Tarefa A:
Transcreva o trecho do texto sobre a leucemia que começa em "Leucemia: crianças de" e segue até "às ciências médicas.", trocando "frase" por "afirmação".
Tarefa B:
Resuma o texto sobre a leucemia em duas frases.
Tarefa C:
Prossiga o texto sobre a leucemia a partir da última frase apresentada.

Texto apresentado:
=======
Tuesday, 14 December 2010

sexta-feira, 6 de Abril de 2010

Leucemia: crianças de laboratório!!! 

Abigail Breslin

                                                                    

«Salvei uma vida e criei outra», diz Esther!!! Não é uma frase que se ouça muito no dia-a-dia, mas é uma verdade que acompanha muitas famílias que enfrentam o problema da leucemia. Esta frase foi dita por uma mãe, no jornal El Pais, que teve outro bebé para salvar a sua filha Erine de 4 anos através das células estaminais da medula óssea. Estes termos podem ser difíceis de perceber quando não somos médicos, biólogos ou pessoas ligadas directamente às ciências médicas.
=======
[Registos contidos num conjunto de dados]
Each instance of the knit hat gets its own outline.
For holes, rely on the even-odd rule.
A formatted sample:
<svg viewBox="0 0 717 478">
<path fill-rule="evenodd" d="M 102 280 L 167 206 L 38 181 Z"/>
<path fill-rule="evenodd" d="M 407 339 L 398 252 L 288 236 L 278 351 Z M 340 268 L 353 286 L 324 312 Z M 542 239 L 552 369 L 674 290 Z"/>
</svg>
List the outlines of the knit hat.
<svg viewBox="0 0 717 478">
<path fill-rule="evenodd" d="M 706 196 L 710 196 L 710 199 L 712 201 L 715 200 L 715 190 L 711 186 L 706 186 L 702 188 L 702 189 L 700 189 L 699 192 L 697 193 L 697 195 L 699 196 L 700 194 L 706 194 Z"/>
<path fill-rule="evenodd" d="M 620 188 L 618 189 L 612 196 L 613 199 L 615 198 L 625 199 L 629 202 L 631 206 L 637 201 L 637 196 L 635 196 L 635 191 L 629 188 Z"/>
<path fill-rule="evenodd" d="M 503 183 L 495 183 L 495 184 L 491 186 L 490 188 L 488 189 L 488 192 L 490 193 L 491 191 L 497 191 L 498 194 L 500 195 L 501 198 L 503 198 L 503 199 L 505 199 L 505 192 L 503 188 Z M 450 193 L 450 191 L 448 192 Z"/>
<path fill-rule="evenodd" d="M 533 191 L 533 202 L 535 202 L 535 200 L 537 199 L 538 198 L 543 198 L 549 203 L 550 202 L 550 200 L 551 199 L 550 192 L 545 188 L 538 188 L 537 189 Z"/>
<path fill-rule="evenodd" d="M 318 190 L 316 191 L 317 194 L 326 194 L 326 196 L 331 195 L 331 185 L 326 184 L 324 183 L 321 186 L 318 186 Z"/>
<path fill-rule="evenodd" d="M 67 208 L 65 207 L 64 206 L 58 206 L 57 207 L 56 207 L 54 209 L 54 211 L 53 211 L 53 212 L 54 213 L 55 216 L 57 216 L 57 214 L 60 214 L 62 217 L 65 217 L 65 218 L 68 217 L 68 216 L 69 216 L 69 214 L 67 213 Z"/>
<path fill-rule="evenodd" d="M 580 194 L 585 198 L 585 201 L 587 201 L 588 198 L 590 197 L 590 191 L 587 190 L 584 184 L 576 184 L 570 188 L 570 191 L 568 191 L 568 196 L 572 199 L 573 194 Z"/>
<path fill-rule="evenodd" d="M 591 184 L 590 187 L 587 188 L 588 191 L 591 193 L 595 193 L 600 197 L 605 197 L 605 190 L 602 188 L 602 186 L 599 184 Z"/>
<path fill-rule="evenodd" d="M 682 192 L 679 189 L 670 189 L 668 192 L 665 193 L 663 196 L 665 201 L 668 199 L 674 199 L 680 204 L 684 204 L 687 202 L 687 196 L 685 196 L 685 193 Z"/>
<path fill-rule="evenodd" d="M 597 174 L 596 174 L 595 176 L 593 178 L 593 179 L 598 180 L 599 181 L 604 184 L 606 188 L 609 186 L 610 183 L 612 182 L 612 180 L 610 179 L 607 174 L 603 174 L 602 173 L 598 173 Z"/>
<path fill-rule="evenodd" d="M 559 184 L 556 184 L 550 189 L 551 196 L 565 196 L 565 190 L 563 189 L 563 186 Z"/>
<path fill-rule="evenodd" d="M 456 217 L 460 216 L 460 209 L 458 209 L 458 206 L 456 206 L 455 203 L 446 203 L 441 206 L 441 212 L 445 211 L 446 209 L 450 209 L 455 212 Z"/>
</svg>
=======
Resposta A:
Leucemia: crianças de laboratório!!! 

Abigail Breslin

                                                                    

«Salvei uma vida e criei outra», diz Esther!!! Não é uma afirmação que se ouça muito no dia-a-dia, mas é uma verdade que acompanha muitas famílias que enfrentam o problema da leucemia. Esta afirmação foi dita por uma mãe, no jornal El Pais, que teve outro bebé para salvar a sua filha Erine de 4 anos através das células estaminais da medula óssea. Estes termos podem ser difíceis de perceber quando não somos médicos, biólogos ou pessoas ligadas directamente às ciências médicas.

Resposta B:
Uma mãe, Esther, declarou ao jornal El Pais que salvou uma vida e criou outra, pois teve outro bebé para salvar a filha Erine, de 4 anos, através das células estaminais da medula óssea. Trata-se de uma realidade que acompanha muitas famílias que enfrentam a leucemia, embora estes termos possam ser difíceis de perceber para quem não está ligado às ciências médicas.

Resposta C:
Devem estar a perguntar o porquê de eu ter escolhido este tema!!! Apesar de ser bióloga, não lido directamente com isso, ou pelo menos não deveria lidar, mas faz parte do currículo do curso de Biologia Marinha, a parte da genética molecular, e portanto depois de tanto estudar células, doenças e curas, começamos a interessar-nos verdadeiramente por estas áreas que não estão directamente ligadas com o nosso curso. Para além disso, no outro dia fiquei muito interessada em ver um filme que está precisamente em cartaz, “My Sister’s Keeper” (Para a Minha Irmã) – passo a publicidade – que fala precisamente sobre este tema. Ainda não vi o filme, ofereceram-me o livro que foi adaptado para este filme, e é sempre bom ler o livro antes, para ver se a nossa imaginação corresponde à “realidade” do grande ecrã.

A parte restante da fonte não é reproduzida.